▶ _CHALLENGE 1_
Restate word for word the full text about film director Justin Anderson.

- Born: 23 March 1967 (age 59)
- Occupations: Film director; screenwriter;

= Justin Anderson (film director) =

British film director and screenwriter

Justin Anderson (born 23 March 1967) is a British film director and screenwriter.

==Biography==
Anderson trained as a painter at the Slade School of Fine Art in London, where he won the John Ruskin Prize for painting. He then worked as an assistant for Scottish artist Bruce McLean before continuing his studies at the Rijksakademie van beeldende kunsten in Amsterdam, where he first began experimenting with video. Upon returning to London, he made several short films for Levi's, shooting on Super 8 and 16 mm film. He then briefly worked at HHCL, an advertising agency, until moving to a shared studio with fashion designer Flora McLean, for whom he made Dress No. 1 for SHOWstudio's Future Tense series that was covered by Diane Pernet. He also directed another video that was featured on Vogue Italia.

Anderson has directed short films and commercials in collaboration with fashion designers such as Roksanda Ilincic, Richard Nicoll and Jonathan Saunders, fashion houses such as Armani and Agent Provocateur, as well as companies such as Replay Jeans and Schweppes.

▶ _CHALLENGE 2_
Quote the entries exactly, starting with the line that contains "trace blue flower cluster" and going on through the last line of the entries, and give nothing else.

[Items from a dataset]
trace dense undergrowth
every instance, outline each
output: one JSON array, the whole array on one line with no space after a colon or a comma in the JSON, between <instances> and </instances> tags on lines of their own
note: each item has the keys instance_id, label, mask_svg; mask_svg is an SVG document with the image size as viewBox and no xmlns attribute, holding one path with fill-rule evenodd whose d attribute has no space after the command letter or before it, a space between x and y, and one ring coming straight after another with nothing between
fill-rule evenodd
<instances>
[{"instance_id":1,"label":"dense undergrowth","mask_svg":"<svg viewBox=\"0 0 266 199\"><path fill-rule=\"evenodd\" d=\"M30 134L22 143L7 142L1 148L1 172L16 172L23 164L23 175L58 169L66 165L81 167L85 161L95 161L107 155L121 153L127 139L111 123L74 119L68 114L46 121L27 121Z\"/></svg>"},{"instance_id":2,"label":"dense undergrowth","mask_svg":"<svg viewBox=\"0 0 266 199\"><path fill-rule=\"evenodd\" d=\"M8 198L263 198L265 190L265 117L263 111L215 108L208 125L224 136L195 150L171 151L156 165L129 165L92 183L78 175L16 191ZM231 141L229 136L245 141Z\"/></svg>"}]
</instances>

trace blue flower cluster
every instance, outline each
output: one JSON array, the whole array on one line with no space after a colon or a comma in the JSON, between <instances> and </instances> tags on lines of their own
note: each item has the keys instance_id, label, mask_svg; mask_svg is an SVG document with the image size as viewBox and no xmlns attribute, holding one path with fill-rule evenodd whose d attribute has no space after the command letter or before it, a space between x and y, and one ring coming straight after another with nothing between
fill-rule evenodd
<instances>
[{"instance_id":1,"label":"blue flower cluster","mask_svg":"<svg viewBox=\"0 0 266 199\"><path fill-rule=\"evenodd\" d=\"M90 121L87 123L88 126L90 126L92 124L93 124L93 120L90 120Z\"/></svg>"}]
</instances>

▶ _FULL OUTPUT 1_
- Born: 23 March 1967 (age 59)
- Occupations: Film director; screenwriter;

= Justin Anderson (film director) =

British film director and screenwriter

Justin Anderson (born 23 March 1967) is a British film director and screenwriter.

==Biography==
Anderson trained as a painter at the Slade School of Fine Art in London, where he won the John Ruskin Prize for painting. He then worked as an assistant for Scottish artist Bruce McLean before continuing his studies at the Rijksakademie van beeldende kunsten in Amsterdam, where he first began experimenting with video. Upon returning to London, he made several short films for Levi's, shooting on Super 8 and 16 mm film. He then briefly worked at HHCL, an advertising agency, until moving to a shared studio with fashion designer Flora McLean, for whom he made Dress No. 1 for SHOWstudio's Future Tense series that was covered by Diane Pernet. He also directed another video that was featured on Vogue Italia.

Anderson has directed short films and commercials in collaboration with fashion designers such as Roksanda Ilincic, Richard Nicoll and Jonathan Saunders, fashion houses such as Armani and Agent Provocateur, as well as companies such as Replay Jeans and Schweppes.

▶ _FULL OUTPUT 2_
trace blue flower cluster
every instance, outline each
output: one JSON array, the whole array on one line with no space after a colon or a comma in the JSON, between <instances> and </instances> tags on lines of their own
note: each item has the keys instance_id, label, mask_svg; mask_svg is an SVG document with the image size as viewBox and no xmlns attribute, holding one path with fill-rule evenodd whose d attribute has no space after the command letter or before it, a space between x and y, and one ring coming straight after another with nothing between
fill-rule evenodd
<instances>
[{"instance_id":1,"label":"blue flower cluster","mask_svg":"<svg viewBox=\"0 0 266 199\"><path fill-rule=\"evenodd\" d=\"M90 121L87 123L88 126L90 126L92 124L93 124L93 120L90 120Z\"/></svg>"}]
</instances>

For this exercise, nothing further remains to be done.